→ **EXERCISE REQUIREMENTS**:
a) Condense the paragraph of the surf fishing post that begins "Your drag is limited" into a short bulleted list that keeps its main facts.
b) According to the surf fishing post, what line and board did the writer use to run baits in younger years?
c) Transcribe the surf fishing post word for word, starting at "I yak my baits" and ending at "to run baits.".

I yak my baits out angling into the beach break current at 30 degrees up current. This allows my line and bait to sit up current against a hard spider weight stop which helps keep the line from bowing and also cuts a lot of drag. I've used this setup since braid first came out as well as kayaks to deploy baits. Back in my younger years....it was 80lb mono with a 10ft Hobie longboard surfboard to run baits.

I do the same setup with my Daiwa 600H and my smaller shark setup, Penn 4/0 wide. 

Your drag is limited to a max of probably 25lbs or so on any of these reels. Having more line on big fish with a good solid and smooth drag is better than than higher poundage fishing line which reduces your overall line capacity. There will be times you may want to run baits 400 - 500 yards off the beach....we do that a lot here in Texas when winter hits to target Short-Fin Makos....and having a few more hundred yards of backing using 65 is better to me than the gains made with 100lb test line. Even my 4/0 Wide can work a 6-7ft blacktip pretty well on a 300+ yard set. I do get pretty deep into my spool but even at 3/4 spool....there's a lot of 65lb test braid left on the reel to not sweat it too badly.

Here's my son with an average Texas blacktip with my 4/0 wide spooled as mentioned above.

Image segmentation entries:

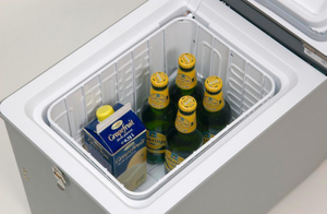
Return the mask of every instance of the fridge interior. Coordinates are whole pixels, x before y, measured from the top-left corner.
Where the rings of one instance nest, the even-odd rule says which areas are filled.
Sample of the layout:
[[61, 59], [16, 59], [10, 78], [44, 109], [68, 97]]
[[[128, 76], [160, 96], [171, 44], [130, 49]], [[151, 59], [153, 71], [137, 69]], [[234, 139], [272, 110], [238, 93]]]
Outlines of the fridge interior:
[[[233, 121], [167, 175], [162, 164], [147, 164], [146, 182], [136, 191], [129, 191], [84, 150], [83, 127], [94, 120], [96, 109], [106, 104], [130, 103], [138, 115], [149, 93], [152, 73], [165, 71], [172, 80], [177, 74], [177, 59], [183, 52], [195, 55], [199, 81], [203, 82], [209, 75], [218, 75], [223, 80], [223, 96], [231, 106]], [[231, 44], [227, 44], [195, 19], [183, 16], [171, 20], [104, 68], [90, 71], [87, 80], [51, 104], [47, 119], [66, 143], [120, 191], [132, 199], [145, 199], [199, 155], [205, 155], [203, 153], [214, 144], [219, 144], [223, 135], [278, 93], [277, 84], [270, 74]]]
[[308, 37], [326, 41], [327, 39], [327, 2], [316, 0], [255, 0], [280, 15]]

→ **EXERCISE RESULTS**:
a)
- Drag on these reels maxes out at probably about 25 lb.
- On big fish, more line with a solid, smooth drag beats heavier line that reduces line capacity.
- Baits sometimes go 400–500 yards off the beach, as in Texas in winter when targeting Short-Fin Makos. A few hundred more yards of 65 lb backing is better than the gains from 100 lb test.
- A 4/0 Wide can handle a 6–7 ft blacktip on a 300+ yard set. Even at 3/4 spool, plenty of 65 lb braid remains.

b) 80lb mono with a 10ft Hobie longboard surfboard.

c)
I yak my baits out angling into the beach break current at 30 degrees up current. This allows my line and bait to sit up current against a hard spider weight stop which helps keep the line from bowing and also cuts a lot of drag. I've used this setup since braid first came out as well as kayaks to deploy baits. Back in my younger years....it was 80lb mono with a 10ft Hobie longboard surfboard to run baits.